Work to do
Express the lines as a Markdown table with the columns "Number" and "Line," one row per line and no rows for blank lines. Start at the line containing "outline white chrysanthemum" and continue through the line containing "248L360 248L346 261L337", omitting the pictures.

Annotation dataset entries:
+ + + +
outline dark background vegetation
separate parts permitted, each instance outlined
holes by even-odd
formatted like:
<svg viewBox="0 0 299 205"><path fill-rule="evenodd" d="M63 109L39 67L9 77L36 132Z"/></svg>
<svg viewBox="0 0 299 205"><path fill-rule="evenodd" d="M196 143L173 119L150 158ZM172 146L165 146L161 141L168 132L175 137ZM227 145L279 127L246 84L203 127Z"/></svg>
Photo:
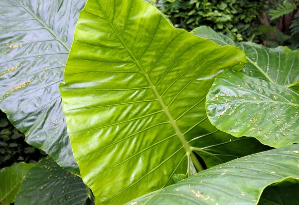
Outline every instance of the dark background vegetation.
<svg viewBox="0 0 299 205"><path fill-rule="evenodd" d="M147 1L165 13L175 27L191 31L205 25L236 41L299 48L299 0ZM0 169L14 162L34 163L46 155L24 139L0 111Z"/></svg>

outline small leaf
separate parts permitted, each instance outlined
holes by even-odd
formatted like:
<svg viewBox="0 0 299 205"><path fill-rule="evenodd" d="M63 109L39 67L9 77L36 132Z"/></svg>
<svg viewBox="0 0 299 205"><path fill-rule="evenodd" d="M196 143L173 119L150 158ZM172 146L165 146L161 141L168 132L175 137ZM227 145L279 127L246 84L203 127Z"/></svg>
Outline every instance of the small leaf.
<svg viewBox="0 0 299 205"><path fill-rule="evenodd" d="M2 118L0 120L0 127L4 127L8 125L8 121L6 118Z"/></svg>
<svg viewBox="0 0 299 205"><path fill-rule="evenodd" d="M17 158L17 160L23 161L24 160L24 158L23 158L23 157L19 156L19 157Z"/></svg>
<svg viewBox="0 0 299 205"><path fill-rule="evenodd" d="M17 144L15 143L10 143L9 147L14 147L17 146Z"/></svg>
<svg viewBox="0 0 299 205"><path fill-rule="evenodd" d="M11 139L13 140L15 140L16 139L18 139L23 136L24 136L24 135L23 135L22 134L19 134L19 133L14 134L13 135L12 135L11 136Z"/></svg>
<svg viewBox="0 0 299 205"><path fill-rule="evenodd" d="M87 196L81 179L61 169L48 157L29 171L15 205L82 205Z"/></svg>
<svg viewBox="0 0 299 205"><path fill-rule="evenodd" d="M173 184L175 184L184 179L186 179L186 175L183 174L177 174L173 175L171 177L171 182Z"/></svg>
<svg viewBox="0 0 299 205"><path fill-rule="evenodd" d="M33 153L35 151L35 148L33 147L26 147L24 149L24 152L26 154Z"/></svg>
<svg viewBox="0 0 299 205"><path fill-rule="evenodd" d="M14 202L23 177L34 166L24 162L14 163L0 170L0 204L9 205Z"/></svg>
<svg viewBox="0 0 299 205"><path fill-rule="evenodd" d="M0 134L1 135L7 135L10 133L10 131L8 129L3 129L3 130L1 130L1 132L0 132Z"/></svg>
<svg viewBox="0 0 299 205"><path fill-rule="evenodd" d="M3 142L0 142L0 145L3 147L6 147L8 145L7 143Z"/></svg>

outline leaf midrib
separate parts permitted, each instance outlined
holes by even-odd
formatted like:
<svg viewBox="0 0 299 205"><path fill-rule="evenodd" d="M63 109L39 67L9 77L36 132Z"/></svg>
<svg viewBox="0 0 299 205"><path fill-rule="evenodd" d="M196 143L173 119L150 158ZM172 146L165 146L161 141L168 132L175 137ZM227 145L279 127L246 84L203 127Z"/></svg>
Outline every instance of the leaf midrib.
<svg viewBox="0 0 299 205"><path fill-rule="evenodd" d="M161 96L159 95L159 93L158 92L158 91L157 90L156 87L153 85L153 84L152 83L152 82L150 79L150 77L147 74L147 73L146 72L146 71L144 70L144 69L143 69L143 68L142 67L142 66L139 63L139 61L135 58L135 57L134 56L134 55L133 55L132 52L131 52L131 50L129 48L129 47L127 45L127 44L126 43L125 43L125 42L123 40L123 39L122 38L122 37L117 33L116 29L114 27L114 26L111 23L111 22L110 22L110 21L109 20L108 16L107 16L106 12L104 11L103 8L102 7L102 6L101 5L100 3L99 2L99 0L96 0L96 1L97 1L97 3L100 7L100 8L102 10L102 11L105 15L105 17L106 18L106 20L109 23L111 28L113 29L114 32L115 33L115 34L116 35L117 37L119 38L119 39L120 40L120 41L121 41L122 44L123 44L124 46L125 47L126 50L128 52L128 53L131 56L131 57L132 58L132 59L133 59L133 60L134 61L134 62L135 62L135 63L136 64L136 65L137 65L138 68L139 68L139 69L141 70L141 71L142 72L142 73L143 74L143 75L145 77L145 78L148 81L148 83L150 84L150 88L151 89L151 90L153 92L154 94L155 94L158 102L161 105L161 107L162 107L162 109L163 111L164 112L164 113L165 113L165 114L166 115L167 117L168 118L168 119L169 121L170 124L171 125L171 127L172 127L173 129L175 131L176 136L178 137L179 140L182 144L184 148L185 149L185 150L186 150L187 153L188 153L189 154L191 154L192 150L191 149L191 146L190 146L190 145L189 145L189 144L188 143L188 142L185 139L183 133L181 131L180 129L178 127L178 126L177 125L177 124L176 123L176 122L175 121L174 119L173 119L173 118L172 117L172 116L171 115L169 111L168 110L167 107L166 106L166 105L164 103L164 101L163 101L163 99L162 99L162 97L161 97Z"/></svg>
<svg viewBox="0 0 299 205"><path fill-rule="evenodd" d="M20 5L25 9L28 13L32 16L39 23L40 23L48 31L49 31L52 35L55 37L56 39L63 46L66 48L68 51L70 51L70 49L69 46L66 44L66 42L64 42L54 32L54 31L49 27L47 25L44 23L42 21L39 19L36 15L32 13L31 11L28 9L22 3L21 3L19 0L16 0L16 1L20 4ZM69 24L69 23L68 23Z"/></svg>

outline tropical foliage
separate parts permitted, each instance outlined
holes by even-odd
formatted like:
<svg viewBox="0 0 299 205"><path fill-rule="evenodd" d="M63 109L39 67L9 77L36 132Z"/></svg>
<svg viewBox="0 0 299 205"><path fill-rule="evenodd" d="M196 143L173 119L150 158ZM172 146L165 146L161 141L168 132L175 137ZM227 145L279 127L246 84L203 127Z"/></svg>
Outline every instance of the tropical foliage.
<svg viewBox="0 0 299 205"><path fill-rule="evenodd" d="M88 0L74 33L84 1L37 1L0 3L0 107L49 157L1 170L0 204L298 201L298 51L141 0Z"/></svg>

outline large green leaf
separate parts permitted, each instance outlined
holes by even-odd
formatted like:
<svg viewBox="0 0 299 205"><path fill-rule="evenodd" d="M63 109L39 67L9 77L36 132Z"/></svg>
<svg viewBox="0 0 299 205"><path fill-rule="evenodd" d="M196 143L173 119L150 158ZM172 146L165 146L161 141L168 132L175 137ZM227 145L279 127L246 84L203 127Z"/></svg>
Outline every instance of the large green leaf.
<svg viewBox="0 0 299 205"><path fill-rule="evenodd" d="M207 96L207 113L221 131L280 147L299 142L299 94L290 88L227 71Z"/></svg>
<svg viewBox="0 0 299 205"><path fill-rule="evenodd" d="M79 174L58 89L84 0L0 0L0 107L26 142Z"/></svg>
<svg viewBox="0 0 299 205"><path fill-rule="evenodd" d="M191 33L207 38L220 45L232 45L244 51L248 63L242 70L248 75L290 87L299 83L299 51L287 46L268 48L250 42L234 42L228 37L202 26Z"/></svg>
<svg viewBox="0 0 299 205"><path fill-rule="evenodd" d="M296 205L299 202L299 179L289 177L263 192L259 205Z"/></svg>
<svg viewBox="0 0 299 205"><path fill-rule="evenodd" d="M79 177L62 169L47 157L29 170L15 204L82 205L89 197L87 188Z"/></svg>
<svg viewBox="0 0 299 205"><path fill-rule="evenodd" d="M256 205L268 186L299 179L299 152L296 144L235 160L127 205Z"/></svg>
<svg viewBox="0 0 299 205"><path fill-rule="evenodd" d="M88 1L60 90L74 157L96 203L121 204L168 185L174 175L190 175L192 162L201 170L193 151L210 167L262 149L253 139L230 142L205 109L215 77L241 69L245 58L175 29L147 2Z"/></svg>
<svg viewBox="0 0 299 205"><path fill-rule="evenodd" d="M0 205L9 205L14 202L21 183L34 166L33 164L20 162L0 170Z"/></svg>

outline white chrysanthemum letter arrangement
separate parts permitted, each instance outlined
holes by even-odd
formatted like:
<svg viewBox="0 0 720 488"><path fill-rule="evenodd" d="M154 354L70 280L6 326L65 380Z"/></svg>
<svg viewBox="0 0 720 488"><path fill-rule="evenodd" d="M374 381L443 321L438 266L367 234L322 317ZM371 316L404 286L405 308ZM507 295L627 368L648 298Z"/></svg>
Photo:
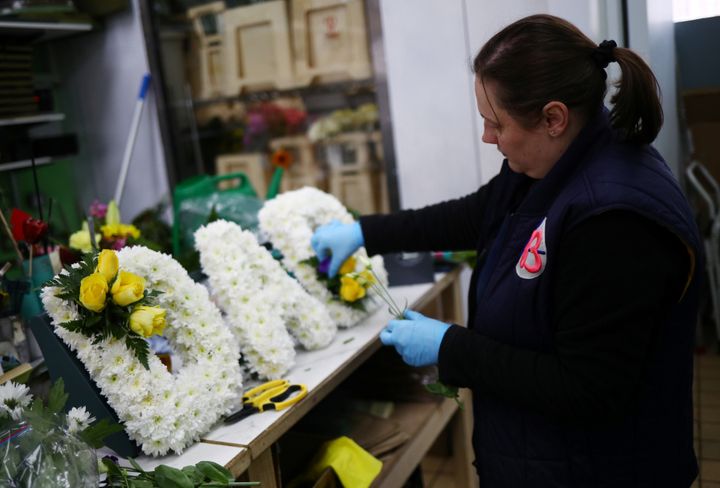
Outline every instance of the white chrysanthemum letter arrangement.
<svg viewBox="0 0 720 488"><path fill-rule="evenodd" d="M365 248L360 248L346 261L337 282L332 285L321 279L320 268L312 263L315 252L310 239L315 229L333 220L353 222L352 215L335 197L311 187L286 192L265 202L258 218L261 231L282 253L284 266L311 295L325 304L338 326L356 324L380 303L373 300L375 292L370 285L377 279L387 286L387 272L381 256L368 261ZM333 286L339 287L338 293L330 290Z"/></svg>
<svg viewBox="0 0 720 488"><path fill-rule="evenodd" d="M195 247L252 371L276 379L290 369L295 349L288 330L306 349L332 341L337 329L325 308L252 233L219 220L195 232Z"/></svg>
<svg viewBox="0 0 720 488"><path fill-rule="evenodd" d="M148 290L158 292L154 299L167 314L164 335L182 362L175 375L152 354L146 369L123 340L109 336L94 343L82 329L70 330L68 324L81 322L87 311L59 297L61 288L44 288L43 305L55 333L85 365L130 439L149 455L180 453L238 406L242 395L239 351L207 289L193 282L178 262L139 246L124 248L117 258L118 276L132 273L144 279ZM102 292L101 285L84 293Z"/></svg>

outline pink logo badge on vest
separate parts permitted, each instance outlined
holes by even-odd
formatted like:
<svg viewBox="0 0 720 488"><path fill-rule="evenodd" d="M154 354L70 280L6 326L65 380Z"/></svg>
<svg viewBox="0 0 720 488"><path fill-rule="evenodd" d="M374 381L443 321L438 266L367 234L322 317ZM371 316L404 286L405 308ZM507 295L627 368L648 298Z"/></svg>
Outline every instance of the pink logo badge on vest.
<svg viewBox="0 0 720 488"><path fill-rule="evenodd" d="M545 271L545 263L547 262L547 249L545 248L546 220L547 218L544 218L538 228L533 231L515 266L517 275L525 280L537 278Z"/></svg>

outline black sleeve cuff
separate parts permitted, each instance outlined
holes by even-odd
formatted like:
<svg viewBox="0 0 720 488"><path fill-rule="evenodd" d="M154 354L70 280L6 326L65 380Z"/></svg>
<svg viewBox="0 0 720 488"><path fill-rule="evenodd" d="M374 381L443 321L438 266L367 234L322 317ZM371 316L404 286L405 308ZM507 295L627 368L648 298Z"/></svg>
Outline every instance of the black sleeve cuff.
<svg viewBox="0 0 720 488"><path fill-rule="evenodd" d="M464 345L469 339L468 334L471 333L467 328L455 324L445 332L438 353L438 379L442 383L457 387L470 386L463 373L462 361L458 360L464 357Z"/></svg>

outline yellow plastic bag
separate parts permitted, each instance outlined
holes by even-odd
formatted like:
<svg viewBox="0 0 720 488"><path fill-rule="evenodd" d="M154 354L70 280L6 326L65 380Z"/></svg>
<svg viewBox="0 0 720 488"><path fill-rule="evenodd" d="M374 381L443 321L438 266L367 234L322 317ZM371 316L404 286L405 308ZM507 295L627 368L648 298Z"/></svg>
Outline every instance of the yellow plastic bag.
<svg viewBox="0 0 720 488"><path fill-rule="evenodd" d="M290 487L317 480L327 467L337 474L344 488L368 488L380 474L382 462L349 437L338 437L320 447L308 469Z"/></svg>

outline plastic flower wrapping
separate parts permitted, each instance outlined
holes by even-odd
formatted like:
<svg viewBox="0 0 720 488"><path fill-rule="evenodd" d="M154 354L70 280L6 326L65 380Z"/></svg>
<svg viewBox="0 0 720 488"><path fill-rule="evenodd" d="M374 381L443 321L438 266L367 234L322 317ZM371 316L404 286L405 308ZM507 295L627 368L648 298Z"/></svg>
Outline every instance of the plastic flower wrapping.
<svg viewBox="0 0 720 488"><path fill-rule="evenodd" d="M96 422L85 407L65 414L66 401L62 380L50 389L47 404L33 400L24 385L0 385L0 486L98 486L95 448L121 427Z"/></svg>
<svg viewBox="0 0 720 488"><path fill-rule="evenodd" d="M340 327L360 321L380 303L375 281L387 286L387 271L381 256L368 259L360 248L343 267L337 282L327 279L323 263L317 262L310 239L316 228L332 220L353 221L350 213L332 195L305 187L278 195L265 203L258 214L260 229L273 247L282 253L282 262L312 296L328 309ZM372 273L368 273L371 271Z"/></svg>
<svg viewBox="0 0 720 488"><path fill-rule="evenodd" d="M101 306L100 295L108 285L103 286L98 277L82 299L67 297L56 285L45 287L43 305L55 333L77 354L128 436L149 455L180 453L237 407L242 393L239 352L207 289L195 283L178 262L141 246L118 251L117 259L122 271L115 282L120 280L129 289L121 285L114 292L114 282L109 286L112 300L124 302L138 294L137 280L123 281L121 273L141 278L144 288L154 294L155 308L165 311L164 328L158 313L147 309L134 311L141 312L134 325L132 314L127 317L125 338L113 333L88 336L81 325L67 328L67 323L77 324L83 318L86 307ZM98 261L92 274L102 271ZM107 327L117 330L113 317L108 318L111 325ZM152 354L145 367L126 342L133 334L145 342L144 337L161 330L183 365L175 375Z"/></svg>
<svg viewBox="0 0 720 488"><path fill-rule="evenodd" d="M332 341L336 327L323 304L251 232L219 220L198 229L195 246L251 371L280 378L294 363L293 338L306 349Z"/></svg>
<svg viewBox="0 0 720 488"><path fill-rule="evenodd" d="M310 124L308 138L317 142L343 132L371 131L376 128L378 121L378 109L374 103L360 105L355 110L335 110Z"/></svg>

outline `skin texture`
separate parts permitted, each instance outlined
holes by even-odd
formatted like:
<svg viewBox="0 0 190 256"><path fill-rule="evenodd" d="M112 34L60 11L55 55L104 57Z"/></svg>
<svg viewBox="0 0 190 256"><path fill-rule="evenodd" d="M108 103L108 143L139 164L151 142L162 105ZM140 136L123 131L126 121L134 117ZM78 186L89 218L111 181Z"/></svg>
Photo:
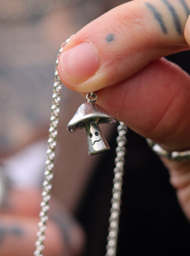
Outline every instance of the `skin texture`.
<svg viewBox="0 0 190 256"><path fill-rule="evenodd" d="M190 9L187 0L135 0L112 9L82 28L66 45L58 66L61 81L84 94L98 91L98 104L165 149L189 149L190 78L162 57L189 49ZM110 34L114 40L107 42ZM69 76L64 72L64 54L68 56L73 47L83 42L96 49L100 66L86 79L81 52L78 71L81 70L81 75L77 80L74 72ZM70 61L76 68L74 59ZM163 161L190 219L190 163Z"/></svg>

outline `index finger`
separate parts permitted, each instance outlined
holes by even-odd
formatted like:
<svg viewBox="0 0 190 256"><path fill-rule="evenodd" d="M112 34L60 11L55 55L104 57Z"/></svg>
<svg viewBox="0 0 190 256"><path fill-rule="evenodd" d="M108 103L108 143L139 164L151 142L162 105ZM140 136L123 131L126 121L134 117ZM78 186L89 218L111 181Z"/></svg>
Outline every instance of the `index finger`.
<svg viewBox="0 0 190 256"><path fill-rule="evenodd" d="M59 76L70 89L95 91L118 83L152 60L188 49L185 0L134 0L73 36L59 58Z"/></svg>

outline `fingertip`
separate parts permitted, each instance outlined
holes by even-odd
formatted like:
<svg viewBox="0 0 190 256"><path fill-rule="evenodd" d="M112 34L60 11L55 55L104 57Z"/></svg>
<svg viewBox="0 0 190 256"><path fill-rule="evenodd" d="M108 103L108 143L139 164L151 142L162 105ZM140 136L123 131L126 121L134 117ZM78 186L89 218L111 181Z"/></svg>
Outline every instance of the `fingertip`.
<svg viewBox="0 0 190 256"><path fill-rule="evenodd" d="M186 22L184 30L184 36L187 44L190 46L190 16Z"/></svg>

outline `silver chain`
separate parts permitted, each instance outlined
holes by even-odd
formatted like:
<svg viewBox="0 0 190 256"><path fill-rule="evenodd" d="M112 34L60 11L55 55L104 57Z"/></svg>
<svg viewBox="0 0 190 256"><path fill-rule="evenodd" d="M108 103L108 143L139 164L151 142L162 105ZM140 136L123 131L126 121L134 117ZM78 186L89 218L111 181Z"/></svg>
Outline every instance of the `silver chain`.
<svg viewBox="0 0 190 256"><path fill-rule="evenodd" d="M115 159L116 166L114 169L114 178L113 181L111 207L110 209L110 225L107 240L106 256L115 256L117 251L117 243L119 233L119 217L123 176L124 173L125 155L127 142L126 133L127 127L123 122L120 122L117 127L118 136L116 139L117 147L116 149L116 157Z"/></svg>
<svg viewBox="0 0 190 256"><path fill-rule="evenodd" d="M35 256L43 256L42 251L44 249L43 242L46 239L45 231L47 228L46 223L48 219L49 201L51 198L51 191L52 186L52 180L53 177L53 170L54 167L55 157L55 149L57 144L56 139L58 134L58 126L59 122L58 114L60 111L59 103L62 88L62 83L58 76L57 67L58 57L62 50L63 48L59 50L55 65L50 125L49 129L49 137L48 140L46 169L44 172L44 181L42 184L42 200L40 204L41 211L39 214L40 222L38 225L39 229L37 233L37 240L35 243L36 250L34 252Z"/></svg>
<svg viewBox="0 0 190 256"><path fill-rule="evenodd" d="M38 231L37 233L37 240L35 243L36 250L34 252L34 256L43 256L44 241L46 239L45 232L47 229L47 222L48 219L49 201L51 198L52 180L53 177L53 170L55 157L55 147L57 144L58 126L59 122L58 114L60 111L59 103L62 88L62 83L58 75L57 69L58 57L62 51L64 45L69 40L69 39L67 39L62 45L56 62L50 125L48 140L46 169L42 184L42 200L40 204L41 210L39 213L40 222L38 224ZM116 138L117 147L116 150L116 157L115 159L116 166L114 169L115 176L113 179L111 216L109 218L110 225L106 256L116 255L119 232L122 177L124 172L124 157L126 153L125 145L127 142L126 134L127 132L127 127L122 122L120 122L117 127L117 131L118 133L118 136Z"/></svg>

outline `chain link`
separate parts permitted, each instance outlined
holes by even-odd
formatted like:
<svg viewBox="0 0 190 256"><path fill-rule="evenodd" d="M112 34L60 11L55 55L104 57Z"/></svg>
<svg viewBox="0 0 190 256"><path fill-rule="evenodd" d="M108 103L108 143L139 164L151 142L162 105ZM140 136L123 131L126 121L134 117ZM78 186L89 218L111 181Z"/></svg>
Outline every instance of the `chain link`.
<svg viewBox="0 0 190 256"><path fill-rule="evenodd" d="M120 122L117 127L118 136L116 139L117 147L115 159L116 167L114 169L114 178L113 181L111 207L110 209L108 235L107 238L106 252L106 256L116 256L119 233L119 217L121 203L122 185L124 174L125 155L127 142L127 127L123 122Z"/></svg>
<svg viewBox="0 0 190 256"><path fill-rule="evenodd" d="M39 214L40 222L38 224L38 231L37 233L37 240L35 243L36 251L34 252L35 256L43 256L43 255L42 253L42 251L44 249L43 242L46 239L45 231L47 229L46 223L48 219L49 201L51 198L51 191L52 186L52 180L53 177L53 169L54 167L55 157L55 149L57 144L56 138L59 122L58 114L60 111L59 103L62 88L62 83L58 76L57 67L58 57L62 51L63 47L59 50L55 65L50 125L49 129L49 138L48 140L46 169L44 172L44 181L42 184L42 200L40 204L41 211Z"/></svg>
<svg viewBox="0 0 190 256"><path fill-rule="evenodd" d="M57 144L58 126L59 122L58 114L60 111L59 103L62 83L60 81L58 72L58 58L63 50L63 47L69 41L67 39L59 50L56 62L53 92L52 96L51 115L49 129L49 138L48 140L46 169L44 172L44 181L42 184L42 200L40 204L41 210L39 214L40 222L38 223L38 231L37 233L37 240L35 243L36 250L34 256L43 256L44 249L44 241L46 239L45 230L47 222L48 219L48 212L49 209L49 201L51 198L52 180L53 177L53 170L55 157L55 147ZM94 95L94 94L90 94ZM111 216L109 218L109 234L107 236L107 245L106 256L115 256L117 248L117 241L119 232L119 222L122 194L122 177L124 174L124 157L126 153L125 145L127 142L126 134L127 126L122 122L120 122L117 127L118 136L116 138L117 147L116 148L116 157L115 159L116 167L113 180L112 197Z"/></svg>

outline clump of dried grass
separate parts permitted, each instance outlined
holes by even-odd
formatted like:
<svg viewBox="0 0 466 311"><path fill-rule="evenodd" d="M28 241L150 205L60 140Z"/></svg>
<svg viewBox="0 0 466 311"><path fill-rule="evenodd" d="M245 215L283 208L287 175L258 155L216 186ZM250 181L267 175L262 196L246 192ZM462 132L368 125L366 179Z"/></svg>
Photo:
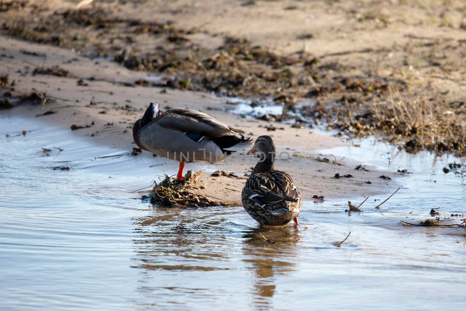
+ + + +
Task result
| Number | Line |
|---|---|
| 1 | outline white chrysanthemum letter arrangement |
| 2 | separate parts permitted, each instance outlined |
| 3 | holes by even-odd |
| 4 | formatted like: |
| 5 | <svg viewBox="0 0 720 488"><path fill-rule="evenodd" d="M154 354L70 280L6 326L65 380Z"/></svg> |
| 6 | <svg viewBox="0 0 720 488"><path fill-rule="evenodd" d="M374 381L443 321L438 266L367 234L322 317ZM371 316L404 286L405 308ZM507 295L627 368L648 298Z"/></svg> |
| 7 | Photo: |
| 8 | Outline every instance of the white chrysanthemum letter arrangement. |
| 9 | <svg viewBox="0 0 720 488"><path fill-rule="evenodd" d="M365 248L360 248L346 261L337 282L332 285L321 279L320 268L312 263L315 252L310 239L315 229L333 220L353 222L352 215L335 197L311 187L286 192L265 202L258 218L261 231L282 253L284 266L311 295L325 304L338 326L356 324L380 303L373 300L375 292L370 285L377 279L387 286L387 272L381 256L368 261ZM333 286L339 287L338 293L330 290Z"/></svg> |